— What is required —
Starting at the top of the rows and stopping after the line that contains "[100,75,131,112]", write those lines out again with "lantern" switched to "lamp" and nothing else changed. Leave the pictures out.

═══

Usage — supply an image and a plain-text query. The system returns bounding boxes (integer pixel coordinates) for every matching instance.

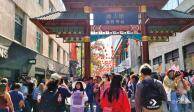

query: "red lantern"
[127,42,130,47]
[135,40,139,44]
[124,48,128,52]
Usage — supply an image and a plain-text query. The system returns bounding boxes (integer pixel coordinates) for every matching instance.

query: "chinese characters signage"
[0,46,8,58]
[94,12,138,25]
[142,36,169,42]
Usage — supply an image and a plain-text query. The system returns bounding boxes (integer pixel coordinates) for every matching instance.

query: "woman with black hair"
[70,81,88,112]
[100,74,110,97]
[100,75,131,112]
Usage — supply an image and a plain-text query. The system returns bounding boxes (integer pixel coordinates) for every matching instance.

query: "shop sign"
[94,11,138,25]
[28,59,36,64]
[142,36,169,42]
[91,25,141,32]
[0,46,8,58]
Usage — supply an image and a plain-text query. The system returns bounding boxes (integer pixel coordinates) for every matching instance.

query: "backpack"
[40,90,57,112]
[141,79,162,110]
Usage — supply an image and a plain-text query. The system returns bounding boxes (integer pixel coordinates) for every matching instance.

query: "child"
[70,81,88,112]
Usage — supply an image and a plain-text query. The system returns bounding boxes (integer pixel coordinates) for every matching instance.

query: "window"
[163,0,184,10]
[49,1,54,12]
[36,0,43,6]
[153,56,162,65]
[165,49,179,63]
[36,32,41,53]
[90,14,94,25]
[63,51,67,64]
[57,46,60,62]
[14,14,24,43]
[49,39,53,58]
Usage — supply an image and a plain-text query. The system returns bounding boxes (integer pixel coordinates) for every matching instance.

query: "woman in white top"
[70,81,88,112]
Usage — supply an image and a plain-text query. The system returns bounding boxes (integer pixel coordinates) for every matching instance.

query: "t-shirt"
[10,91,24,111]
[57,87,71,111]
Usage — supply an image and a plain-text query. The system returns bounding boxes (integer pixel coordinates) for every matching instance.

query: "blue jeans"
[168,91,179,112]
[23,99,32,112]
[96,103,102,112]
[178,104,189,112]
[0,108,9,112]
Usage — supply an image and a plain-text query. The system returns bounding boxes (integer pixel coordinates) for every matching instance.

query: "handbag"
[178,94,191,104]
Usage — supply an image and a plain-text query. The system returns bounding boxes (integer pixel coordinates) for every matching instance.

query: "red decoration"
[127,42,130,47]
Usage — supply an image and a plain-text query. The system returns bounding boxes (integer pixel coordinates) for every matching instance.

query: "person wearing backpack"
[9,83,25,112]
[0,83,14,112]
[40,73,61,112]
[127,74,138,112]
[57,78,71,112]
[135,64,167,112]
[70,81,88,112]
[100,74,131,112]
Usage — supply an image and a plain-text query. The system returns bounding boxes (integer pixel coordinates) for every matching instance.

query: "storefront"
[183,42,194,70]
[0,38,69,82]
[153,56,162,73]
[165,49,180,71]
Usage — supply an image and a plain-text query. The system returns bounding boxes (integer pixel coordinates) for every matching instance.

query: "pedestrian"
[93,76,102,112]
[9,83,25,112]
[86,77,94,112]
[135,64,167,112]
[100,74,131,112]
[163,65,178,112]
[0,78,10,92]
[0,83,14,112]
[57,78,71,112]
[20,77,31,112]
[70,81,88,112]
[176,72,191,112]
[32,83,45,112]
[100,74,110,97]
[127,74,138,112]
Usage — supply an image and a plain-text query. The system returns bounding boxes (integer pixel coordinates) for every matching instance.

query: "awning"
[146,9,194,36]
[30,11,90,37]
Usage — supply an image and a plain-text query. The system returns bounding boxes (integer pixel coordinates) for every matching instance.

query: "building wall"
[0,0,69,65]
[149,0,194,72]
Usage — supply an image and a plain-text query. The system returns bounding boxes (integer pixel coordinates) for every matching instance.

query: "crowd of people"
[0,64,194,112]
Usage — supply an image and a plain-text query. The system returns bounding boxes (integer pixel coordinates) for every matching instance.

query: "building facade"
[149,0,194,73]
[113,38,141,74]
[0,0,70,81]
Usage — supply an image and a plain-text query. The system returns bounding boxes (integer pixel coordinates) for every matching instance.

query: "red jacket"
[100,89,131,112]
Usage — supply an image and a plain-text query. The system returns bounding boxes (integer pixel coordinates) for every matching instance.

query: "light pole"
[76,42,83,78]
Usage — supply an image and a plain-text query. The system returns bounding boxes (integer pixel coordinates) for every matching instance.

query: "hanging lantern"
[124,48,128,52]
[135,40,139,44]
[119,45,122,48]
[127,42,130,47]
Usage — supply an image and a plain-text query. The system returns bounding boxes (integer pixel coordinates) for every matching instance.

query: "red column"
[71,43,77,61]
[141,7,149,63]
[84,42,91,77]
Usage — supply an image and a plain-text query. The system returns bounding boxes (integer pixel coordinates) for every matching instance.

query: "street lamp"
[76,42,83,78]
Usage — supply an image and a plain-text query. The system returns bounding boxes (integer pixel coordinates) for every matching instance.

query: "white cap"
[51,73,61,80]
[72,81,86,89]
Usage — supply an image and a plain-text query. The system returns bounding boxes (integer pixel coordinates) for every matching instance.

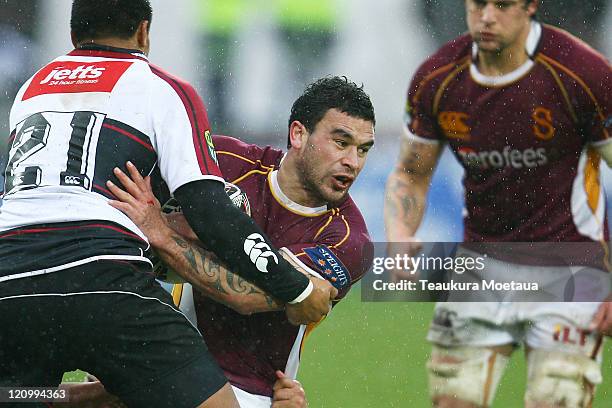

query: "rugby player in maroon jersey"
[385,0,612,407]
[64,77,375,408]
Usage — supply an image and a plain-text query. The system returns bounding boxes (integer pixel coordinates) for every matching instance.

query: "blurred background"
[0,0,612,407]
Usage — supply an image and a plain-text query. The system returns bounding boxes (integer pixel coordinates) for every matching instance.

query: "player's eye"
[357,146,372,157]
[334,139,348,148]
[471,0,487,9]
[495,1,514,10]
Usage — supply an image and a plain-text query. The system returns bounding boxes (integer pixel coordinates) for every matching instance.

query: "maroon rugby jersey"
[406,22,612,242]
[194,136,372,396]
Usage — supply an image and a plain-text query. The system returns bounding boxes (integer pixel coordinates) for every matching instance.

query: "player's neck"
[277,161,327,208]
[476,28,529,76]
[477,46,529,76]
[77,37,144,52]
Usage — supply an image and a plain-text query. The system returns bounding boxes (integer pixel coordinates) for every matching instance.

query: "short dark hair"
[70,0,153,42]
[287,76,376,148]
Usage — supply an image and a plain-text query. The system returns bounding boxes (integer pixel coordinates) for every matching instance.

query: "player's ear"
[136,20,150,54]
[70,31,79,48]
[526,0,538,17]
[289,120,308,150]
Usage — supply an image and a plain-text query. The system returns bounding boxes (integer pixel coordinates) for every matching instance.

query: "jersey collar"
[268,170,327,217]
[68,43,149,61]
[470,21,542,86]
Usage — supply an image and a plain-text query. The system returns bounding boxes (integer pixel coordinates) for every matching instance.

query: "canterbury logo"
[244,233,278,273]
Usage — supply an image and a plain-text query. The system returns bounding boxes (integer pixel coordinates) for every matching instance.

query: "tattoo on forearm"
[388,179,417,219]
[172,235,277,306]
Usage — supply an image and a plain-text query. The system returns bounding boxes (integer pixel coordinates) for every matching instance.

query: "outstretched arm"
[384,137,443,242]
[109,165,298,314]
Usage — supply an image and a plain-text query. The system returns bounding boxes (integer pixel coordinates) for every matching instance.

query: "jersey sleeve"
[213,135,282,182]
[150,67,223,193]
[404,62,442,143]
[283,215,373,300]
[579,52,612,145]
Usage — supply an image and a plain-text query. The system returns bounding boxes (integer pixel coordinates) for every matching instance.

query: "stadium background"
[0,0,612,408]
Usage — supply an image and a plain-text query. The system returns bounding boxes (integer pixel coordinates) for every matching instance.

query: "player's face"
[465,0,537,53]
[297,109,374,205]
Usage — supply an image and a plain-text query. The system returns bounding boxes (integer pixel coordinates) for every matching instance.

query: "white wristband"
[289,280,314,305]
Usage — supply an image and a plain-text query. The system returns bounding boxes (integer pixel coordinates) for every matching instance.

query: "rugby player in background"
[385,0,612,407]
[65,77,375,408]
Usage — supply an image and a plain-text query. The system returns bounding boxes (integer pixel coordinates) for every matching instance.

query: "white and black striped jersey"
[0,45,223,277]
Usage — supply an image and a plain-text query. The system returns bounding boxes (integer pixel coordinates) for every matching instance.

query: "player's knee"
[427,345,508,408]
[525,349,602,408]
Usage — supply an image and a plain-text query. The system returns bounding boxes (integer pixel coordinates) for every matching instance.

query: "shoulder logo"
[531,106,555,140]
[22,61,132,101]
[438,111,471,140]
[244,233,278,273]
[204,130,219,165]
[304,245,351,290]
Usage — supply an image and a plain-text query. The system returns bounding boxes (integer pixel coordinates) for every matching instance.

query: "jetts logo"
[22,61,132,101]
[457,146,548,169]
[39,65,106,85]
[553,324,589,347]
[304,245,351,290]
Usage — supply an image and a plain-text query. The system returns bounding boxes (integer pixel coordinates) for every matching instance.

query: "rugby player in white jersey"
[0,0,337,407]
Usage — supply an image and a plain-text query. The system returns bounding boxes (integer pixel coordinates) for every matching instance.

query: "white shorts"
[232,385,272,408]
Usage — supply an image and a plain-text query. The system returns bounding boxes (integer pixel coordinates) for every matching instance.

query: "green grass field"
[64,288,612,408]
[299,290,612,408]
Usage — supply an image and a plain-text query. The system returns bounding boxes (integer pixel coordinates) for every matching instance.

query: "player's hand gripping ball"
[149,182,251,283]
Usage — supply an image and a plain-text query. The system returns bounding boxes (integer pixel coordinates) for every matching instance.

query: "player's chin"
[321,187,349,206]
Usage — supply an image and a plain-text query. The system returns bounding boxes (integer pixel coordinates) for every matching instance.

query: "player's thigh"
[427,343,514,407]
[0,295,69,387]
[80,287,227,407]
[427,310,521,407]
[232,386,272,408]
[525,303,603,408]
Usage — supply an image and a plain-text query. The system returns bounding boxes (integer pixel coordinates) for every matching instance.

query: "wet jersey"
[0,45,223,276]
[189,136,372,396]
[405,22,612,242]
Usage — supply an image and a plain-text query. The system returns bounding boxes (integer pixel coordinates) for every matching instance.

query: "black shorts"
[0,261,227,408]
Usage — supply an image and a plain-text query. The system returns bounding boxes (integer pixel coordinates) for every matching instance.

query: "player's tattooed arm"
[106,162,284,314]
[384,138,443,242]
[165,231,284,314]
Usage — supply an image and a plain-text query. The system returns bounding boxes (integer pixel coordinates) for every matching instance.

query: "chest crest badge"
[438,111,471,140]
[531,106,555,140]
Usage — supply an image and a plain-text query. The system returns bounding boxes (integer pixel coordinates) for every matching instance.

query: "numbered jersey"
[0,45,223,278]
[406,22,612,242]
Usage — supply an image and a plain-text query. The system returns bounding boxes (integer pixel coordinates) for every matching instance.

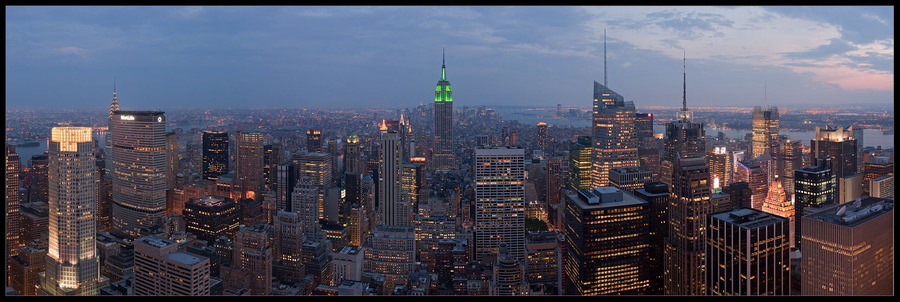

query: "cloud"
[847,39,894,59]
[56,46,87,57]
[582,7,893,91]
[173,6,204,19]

═══

— Worked solution —
Usage — supply an image and a plain-text query. The system returns bounding boxes (integer pixel coordinates) for every matching instance.


query: "red lamp"
[127,42,130,47]
[135,40,139,44]
[124,48,128,52]
Usage — supply an image and a plain-text query. The system returns bounding boxes (integer pixel coordinates) for every matching instance.

query: "chinese characters signage"
[0,46,8,58]
[94,12,138,25]
[142,36,169,42]
Usage — supply an image and a plain-text query. The system returns bounding boxes (integer pixel coordinates) for every matching instance.

query: "woman with black hair"
[70,81,88,112]
[100,74,110,97]
[100,75,131,112]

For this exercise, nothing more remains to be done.